▶ [Task objective]: Reproduce every line of the material from the line containing "Point to the tree." through the end of the material, both ends included. Multiply each coordinate in the answers by 1.2, round it to a whole number with halves rounded up, and leave all other text unchanged.

(Items listed in a dataset)

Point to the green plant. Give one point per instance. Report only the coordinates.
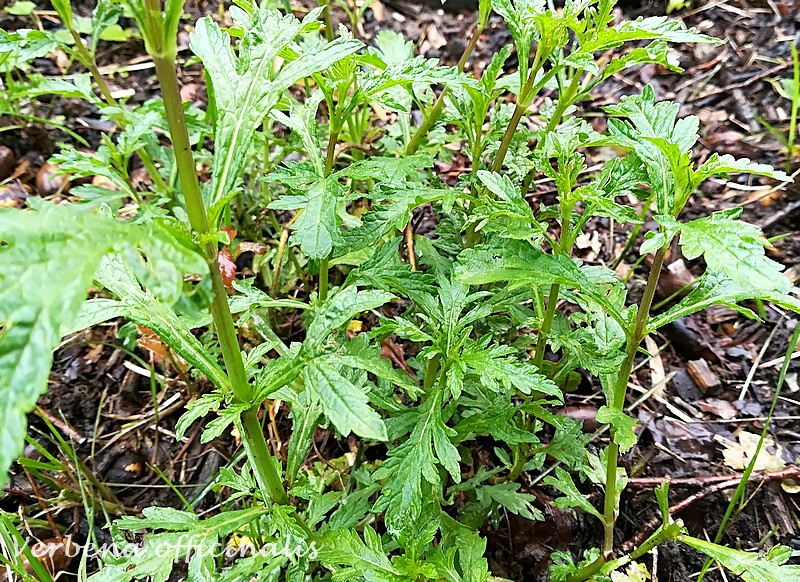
(788, 88)
(416, 513)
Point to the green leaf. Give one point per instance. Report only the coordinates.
(571, 496)
(413, 463)
(507, 214)
(346, 405)
(316, 230)
(520, 263)
(354, 559)
(302, 119)
(736, 249)
(388, 218)
(340, 308)
(750, 566)
(507, 495)
(104, 16)
(306, 412)
(621, 426)
(155, 559)
(652, 28)
(497, 368)
(714, 288)
(46, 267)
(21, 8)
(717, 165)
(359, 355)
(246, 87)
(660, 141)
(389, 171)
(19, 48)
(145, 309)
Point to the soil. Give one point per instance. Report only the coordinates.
(101, 397)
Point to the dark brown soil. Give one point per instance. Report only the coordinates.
(106, 409)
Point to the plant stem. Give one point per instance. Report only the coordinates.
(547, 323)
(276, 274)
(431, 371)
(438, 106)
(634, 339)
(795, 107)
(262, 462)
(326, 16)
(323, 280)
(90, 63)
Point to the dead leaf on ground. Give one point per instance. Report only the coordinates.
(738, 455)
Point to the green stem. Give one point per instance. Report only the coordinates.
(795, 106)
(326, 16)
(547, 323)
(438, 106)
(431, 371)
(262, 462)
(634, 233)
(587, 571)
(90, 63)
(634, 339)
(323, 279)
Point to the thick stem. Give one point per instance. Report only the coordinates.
(438, 106)
(635, 338)
(262, 462)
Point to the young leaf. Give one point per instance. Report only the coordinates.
(621, 426)
(508, 496)
(736, 249)
(750, 566)
(343, 403)
(340, 308)
(316, 230)
(354, 559)
(414, 462)
(155, 559)
(245, 87)
(714, 288)
(572, 497)
(46, 267)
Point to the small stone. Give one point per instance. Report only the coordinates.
(49, 183)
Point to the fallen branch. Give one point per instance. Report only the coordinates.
(723, 482)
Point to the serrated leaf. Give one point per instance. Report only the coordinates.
(520, 263)
(306, 412)
(346, 405)
(145, 309)
(736, 249)
(496, 367)
(571, 496)
(246, 86)
(46, 267)
(354, 559)
(750, 566)
(389, 171)
(341, 307)
(621, 426)
(413, 463)
(316, 230)
(713, 288)
(507, 495)
(386, 218)
(154, 560)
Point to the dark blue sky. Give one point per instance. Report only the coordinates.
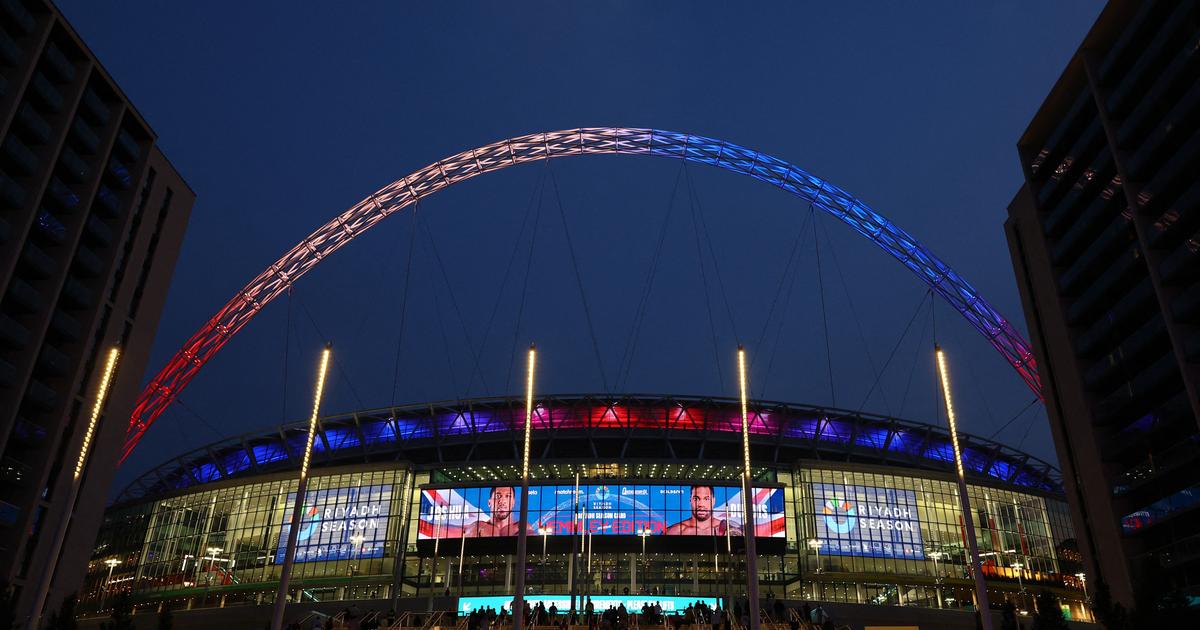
(282, 114)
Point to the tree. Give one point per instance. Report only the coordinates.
(166, 621)
(1008, 617)
(1049, 616)
(1110, 615)
(123, 613)
(64, 617)
(7, 606)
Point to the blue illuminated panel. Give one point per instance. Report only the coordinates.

▶ [Task result]:
Point to the tree. Give one point per instance. Report only the coordinates.
(199, 745)
(1210, 740)
(1259, 739)
(1332, 738)
(148, 736)
(77, 740)
(8, 727)
Point to the blue illuminated panel. Give one point per instance. Report only the coordinates.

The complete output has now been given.